Records for the task:

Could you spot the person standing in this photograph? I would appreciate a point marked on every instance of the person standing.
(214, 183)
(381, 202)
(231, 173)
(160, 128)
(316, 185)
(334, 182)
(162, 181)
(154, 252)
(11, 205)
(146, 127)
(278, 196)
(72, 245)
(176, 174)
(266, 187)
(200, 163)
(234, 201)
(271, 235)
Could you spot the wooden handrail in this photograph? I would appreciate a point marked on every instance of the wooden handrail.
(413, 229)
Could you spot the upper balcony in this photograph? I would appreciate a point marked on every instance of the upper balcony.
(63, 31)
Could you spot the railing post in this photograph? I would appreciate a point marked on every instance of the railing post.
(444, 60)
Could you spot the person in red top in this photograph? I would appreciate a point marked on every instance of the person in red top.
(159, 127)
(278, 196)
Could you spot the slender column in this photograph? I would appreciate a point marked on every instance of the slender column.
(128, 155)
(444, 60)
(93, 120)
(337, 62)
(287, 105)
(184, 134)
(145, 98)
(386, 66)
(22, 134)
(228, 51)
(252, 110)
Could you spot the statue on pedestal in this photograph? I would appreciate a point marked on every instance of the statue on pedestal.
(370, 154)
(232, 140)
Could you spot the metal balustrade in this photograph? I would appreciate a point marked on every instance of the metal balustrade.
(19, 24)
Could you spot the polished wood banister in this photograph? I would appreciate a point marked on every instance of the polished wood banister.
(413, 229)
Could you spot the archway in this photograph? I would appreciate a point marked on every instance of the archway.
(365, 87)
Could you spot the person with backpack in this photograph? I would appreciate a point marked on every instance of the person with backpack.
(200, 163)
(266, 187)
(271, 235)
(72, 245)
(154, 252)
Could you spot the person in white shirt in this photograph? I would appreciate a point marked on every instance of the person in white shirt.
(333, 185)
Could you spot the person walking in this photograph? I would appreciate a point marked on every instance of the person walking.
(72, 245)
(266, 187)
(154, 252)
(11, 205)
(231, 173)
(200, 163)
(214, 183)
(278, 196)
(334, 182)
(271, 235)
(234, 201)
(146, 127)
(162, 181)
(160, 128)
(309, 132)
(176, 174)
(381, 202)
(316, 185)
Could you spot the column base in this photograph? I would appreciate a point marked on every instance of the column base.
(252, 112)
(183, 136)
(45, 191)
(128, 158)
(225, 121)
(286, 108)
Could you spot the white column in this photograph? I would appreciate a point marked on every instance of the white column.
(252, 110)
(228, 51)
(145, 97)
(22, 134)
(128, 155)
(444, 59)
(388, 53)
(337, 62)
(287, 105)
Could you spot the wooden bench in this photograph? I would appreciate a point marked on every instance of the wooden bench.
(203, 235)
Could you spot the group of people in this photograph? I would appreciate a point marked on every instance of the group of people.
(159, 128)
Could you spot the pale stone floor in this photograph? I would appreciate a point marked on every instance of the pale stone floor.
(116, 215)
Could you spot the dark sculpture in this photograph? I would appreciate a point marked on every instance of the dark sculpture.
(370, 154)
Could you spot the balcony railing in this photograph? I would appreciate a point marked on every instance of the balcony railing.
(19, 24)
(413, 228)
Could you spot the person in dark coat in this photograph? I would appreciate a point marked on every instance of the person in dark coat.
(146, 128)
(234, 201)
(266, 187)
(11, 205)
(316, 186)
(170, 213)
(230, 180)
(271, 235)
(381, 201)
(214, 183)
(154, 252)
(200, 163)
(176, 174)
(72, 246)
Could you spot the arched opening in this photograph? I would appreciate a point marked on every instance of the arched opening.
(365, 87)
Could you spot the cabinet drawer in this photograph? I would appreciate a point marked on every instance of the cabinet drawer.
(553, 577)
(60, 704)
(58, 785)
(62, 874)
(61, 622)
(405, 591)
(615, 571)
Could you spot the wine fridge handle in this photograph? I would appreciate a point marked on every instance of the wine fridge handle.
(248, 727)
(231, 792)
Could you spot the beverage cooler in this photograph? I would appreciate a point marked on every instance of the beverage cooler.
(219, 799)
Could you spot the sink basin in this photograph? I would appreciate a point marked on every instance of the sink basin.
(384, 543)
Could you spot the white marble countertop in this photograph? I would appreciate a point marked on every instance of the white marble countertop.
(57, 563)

Exercise instructions: Using the records above, please retype only the run of lines from the line holding "Could you spot the wine" through the last line, both ends included.

Output for this task:
Could you spot the wine fridge handle in this photograph? I would appreciate a point marked on every instance of the wine fridge handle.
(248, 727)
(231, 792)
Could you spot the beverage cooler in this photograph? I would appreciate a point marked on every instance of the beverage cooler.
(219, 799)
Could you spot the sink basin in this photograph? I would appreciate a point marked on every instance of the sink basin.
(384, 543)
Could you spot the white marble countertop in this photograph? I would appreciate a point marked on every instance of the white marble countertop.
(57, 563)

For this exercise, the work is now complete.